* **Records from a dataset**
BEGIN

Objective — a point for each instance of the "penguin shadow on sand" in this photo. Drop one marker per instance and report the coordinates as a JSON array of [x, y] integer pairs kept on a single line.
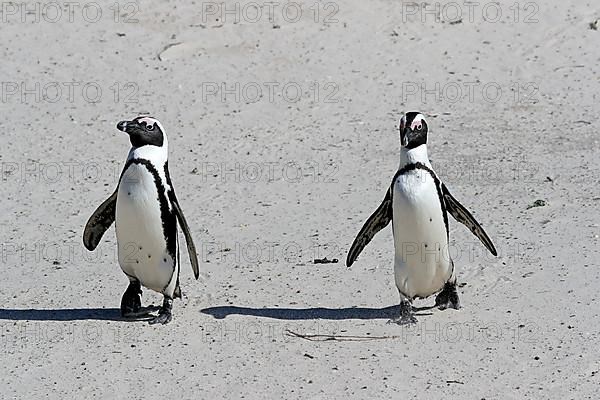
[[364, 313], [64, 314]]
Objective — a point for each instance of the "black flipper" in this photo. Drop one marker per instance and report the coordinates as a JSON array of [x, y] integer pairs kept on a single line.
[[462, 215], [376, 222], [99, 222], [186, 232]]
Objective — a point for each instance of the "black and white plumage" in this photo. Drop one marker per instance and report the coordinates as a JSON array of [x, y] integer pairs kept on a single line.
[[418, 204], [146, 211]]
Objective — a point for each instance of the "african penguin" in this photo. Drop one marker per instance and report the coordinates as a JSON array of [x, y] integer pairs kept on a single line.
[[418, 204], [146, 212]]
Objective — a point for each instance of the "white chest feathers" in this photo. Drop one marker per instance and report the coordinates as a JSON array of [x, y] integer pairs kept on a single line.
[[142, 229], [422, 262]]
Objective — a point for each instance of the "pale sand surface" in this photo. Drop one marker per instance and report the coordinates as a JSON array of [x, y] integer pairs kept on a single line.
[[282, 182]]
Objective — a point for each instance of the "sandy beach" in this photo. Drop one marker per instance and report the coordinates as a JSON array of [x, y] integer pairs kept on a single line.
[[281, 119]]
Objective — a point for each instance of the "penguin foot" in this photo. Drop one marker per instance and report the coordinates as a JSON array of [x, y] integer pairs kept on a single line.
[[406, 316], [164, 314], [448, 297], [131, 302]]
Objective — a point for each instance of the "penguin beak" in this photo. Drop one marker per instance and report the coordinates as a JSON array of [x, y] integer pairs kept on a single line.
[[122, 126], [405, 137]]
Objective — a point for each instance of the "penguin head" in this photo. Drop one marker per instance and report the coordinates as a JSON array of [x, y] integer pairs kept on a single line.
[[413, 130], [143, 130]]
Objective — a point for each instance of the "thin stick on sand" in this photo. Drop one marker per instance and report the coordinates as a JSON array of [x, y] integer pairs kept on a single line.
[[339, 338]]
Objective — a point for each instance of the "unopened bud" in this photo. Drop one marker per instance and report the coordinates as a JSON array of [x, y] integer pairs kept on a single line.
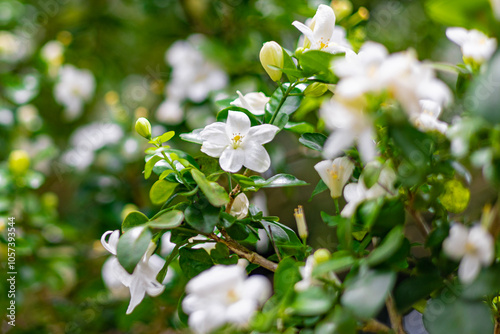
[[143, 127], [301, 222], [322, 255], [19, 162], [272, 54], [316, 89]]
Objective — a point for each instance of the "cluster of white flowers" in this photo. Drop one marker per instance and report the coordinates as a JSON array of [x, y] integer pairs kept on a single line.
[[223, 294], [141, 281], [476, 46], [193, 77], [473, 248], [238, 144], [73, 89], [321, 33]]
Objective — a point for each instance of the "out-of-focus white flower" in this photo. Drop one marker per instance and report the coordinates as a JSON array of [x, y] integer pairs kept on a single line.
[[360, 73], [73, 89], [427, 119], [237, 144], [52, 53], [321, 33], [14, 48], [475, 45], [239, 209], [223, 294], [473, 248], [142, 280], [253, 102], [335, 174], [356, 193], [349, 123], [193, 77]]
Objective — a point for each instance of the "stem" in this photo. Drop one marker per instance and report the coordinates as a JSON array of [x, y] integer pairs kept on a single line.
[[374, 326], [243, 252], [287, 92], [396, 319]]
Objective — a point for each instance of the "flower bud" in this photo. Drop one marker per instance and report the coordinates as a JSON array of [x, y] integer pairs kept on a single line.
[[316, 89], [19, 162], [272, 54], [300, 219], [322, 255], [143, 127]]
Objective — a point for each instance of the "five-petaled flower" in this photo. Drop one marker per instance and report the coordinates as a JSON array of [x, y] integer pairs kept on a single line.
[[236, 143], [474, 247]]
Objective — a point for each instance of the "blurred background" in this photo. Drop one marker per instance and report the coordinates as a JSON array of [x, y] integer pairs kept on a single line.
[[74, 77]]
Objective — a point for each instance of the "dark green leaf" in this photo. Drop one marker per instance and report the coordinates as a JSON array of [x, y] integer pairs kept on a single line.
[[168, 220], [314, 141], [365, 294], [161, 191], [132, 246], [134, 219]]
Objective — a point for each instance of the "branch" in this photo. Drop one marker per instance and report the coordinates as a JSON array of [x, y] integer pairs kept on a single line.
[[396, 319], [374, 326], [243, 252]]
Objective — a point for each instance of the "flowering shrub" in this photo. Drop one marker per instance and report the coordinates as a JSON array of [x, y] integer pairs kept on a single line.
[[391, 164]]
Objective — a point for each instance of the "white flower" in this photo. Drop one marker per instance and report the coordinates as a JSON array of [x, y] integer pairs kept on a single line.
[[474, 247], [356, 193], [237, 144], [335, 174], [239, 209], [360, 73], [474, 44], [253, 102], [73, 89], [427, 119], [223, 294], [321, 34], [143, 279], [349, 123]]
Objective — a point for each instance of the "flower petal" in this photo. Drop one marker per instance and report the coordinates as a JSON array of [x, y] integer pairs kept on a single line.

END

* **Task to carry out**
Exactly as they appear above, give the records again, without their pictures.

* **Finished exercise**
Objective — a point for each instance of the "penguin shadow on sand" in this photo. Drop one marker per instance and report the coordinates as a JSON array of [x, y] integer pairs kept on a single line.
[[364, 313], [64, 314]]
Objective — a point for each instance of the "black flipper" in this photo. Drop one marker per instance and report the coordinates as a JSON array of [x, y] integer pairs kept on a single line.
[[462, 215], [376, 222], [99, 222], [186, 232]]
Objective — a point for each instance of the "black and white plumage" in this photo. Drop one marker per instance and report the coordinates as a JSON array of [x, y] integer pairs kept on a single line.
[[418, 204], [146, 211]]
Objective — a point for each instance of the "african penguin" in this photo. Drop one marker per instance and report the coordinates as a JSON array of [x, y] integer pairs kept on a single line.
[[418, 204], [146, 212]]
Objective — a point for each instance of the "white chest feathers" in this photo. Drop one marker per instance and report the coordinates as a JSON array of [x, y] integer pairs kept on a single line.
[[142, 229], [422, 262]]
Objective — a point for each instance of the "pale sand surface" in this photo. Drop one marker per instance and report the coordinates as a JSON array of [x, y] integer pairs kept on a single line.
[[282, 182]]
Objective — a point for each instance of the "sandy beach" in this photo. Drop one marker per instance and report the coordinates as a JSON array of [x, y] integer pairs kept on a single line.
[[281, 119]]
Objective — a point for each instance of the "penguin foot" in this photo. Drop one marker per instance and report the coordinates as a JSON array of [x, y] integer pairs kept on a single line.
[[406, 316], [164, 314], [448, 297], [131, 302]]
Objective — a point for each instance of the "penguin beak" in this photo. Drop one marker per instance and report the coordinates as a JSON array of [x, y] integer pairs kept on a single line.
[[122, 126], [405, 137]]
Objective — a point for each instance of the "penguin head" in this photo. Drop one marker per instance and report the coordinates as a JSON array of [x, y] integer pairs kept on a single line.
[[413, 130], [143, 130]]
Objective — a point for each instance of the "thin stick on sand" in this photo. Drop one marker per instance and report the coordinates as a JSON array of [x, y] integer pairs kept on a single line.
[[339, 338]]
Objective — a point for each instance of the "unopened bud" in this photo. Drop one marker per instance and report the coordinates as a JSON array of [x, y] integer pairs kept on a single line.
[[143, 127], [301, 222], [322, 255], [19, 162], [272, 54], [316, 89]]
Objective — a point for each instance of the "cluster of white flowers" in this photo. Drop one marker per instance and report the coordinates as a JSON array of [x, y] integer pairs kept on a single line.
[[223, 294], [141, 281], [476, 46], [193, 77], [473, 248], [238, 144], [73, 89], [321, 33]]
Objective — a point for each instance of the "out-of-focus white flower" in this photo. Drop one marker per instance and report the coordinates as a JSON array of [x, y] integer pairs kept on a single line.
[[360, 73], [73, 89], [427, 119], [237, 144], [52, 53], [321, 33], [14, 48], [475, 45], [239, 209], [223, 294], [473, 248], [142, 280], [253, 102], [335, 174], [356, 193], [349, 123], [193, 77]]
Objective — a point for each instance of the "stem" in this photo. Drop one marker per instance and report the coordinates as a JSON array of [x, y] integer pairs kept on a single line.
[[374, 326], [243, 252], [287, 92], [396, 319]]
Objective — a point for each instance of the "flower bud" in this photo. Drop one marker per instance and report the coordinates as a JSON array of [x, y] integer pairs kept on a single line.
[[316, 89], [19, 162], [272, 54], [300, 219], [322, 255], [143, 127]]
Objective — a point for each instance of the "five-petaled flower" in this photo. Drop one marker per instance and report the coordinates as a JSON array of [x, y] integer pairs kept on a single line.
[[236, 143], [474, 247]]
Objective — a point for each instance of the "blurred background" in this photo. Drop one marker per instance and report the coordinates as a JSON array of [x, y] integer pairs kept on a single line.
[[74, 77]]
Objective — a point for each instance of the "dark green leaf" in this photo. Drop one marker per instance and report the coordinates as a JSON array of [x, y] integer pairs kept on a single line.
[[168, 220], [314, 141], [365, 294], [161, 191], [132, 246], [134, 219]]
Objective — a point for each instance of the "branch" in this photo. Drop one marker per instance and report the coordinates as a JSON array of [x, y] integer pairs kept on a single line.
[[396, 319], [374, 326], [243, 252]]
Objective — a point for each instance of the "flowering shrub" in this photo. Drop one marker per instance and report the coordinates as a JSON array of [x, y] integer pairs kept on a single line.
[[391, 164]]
Objective — a point for each instance of the "white flower" in this photo. Drop one marker per instance and report the coordinates as a JSON array of [x, y] integer pairs kept on a single line.
[[474, 247], [356, 193], [237, 144], [335, 174], [239, 209], [360, 73], [474, 44], [253, 102], [73, 89], [427, 119], [223, 294], [321, 34], [143, 279], [349, 123]]
Objective — a point for each instance of the "flower petal" in this photo. Drop one marker per instance and report the coordinates as a JSON array of [x, y] integer pairs kept on a single line.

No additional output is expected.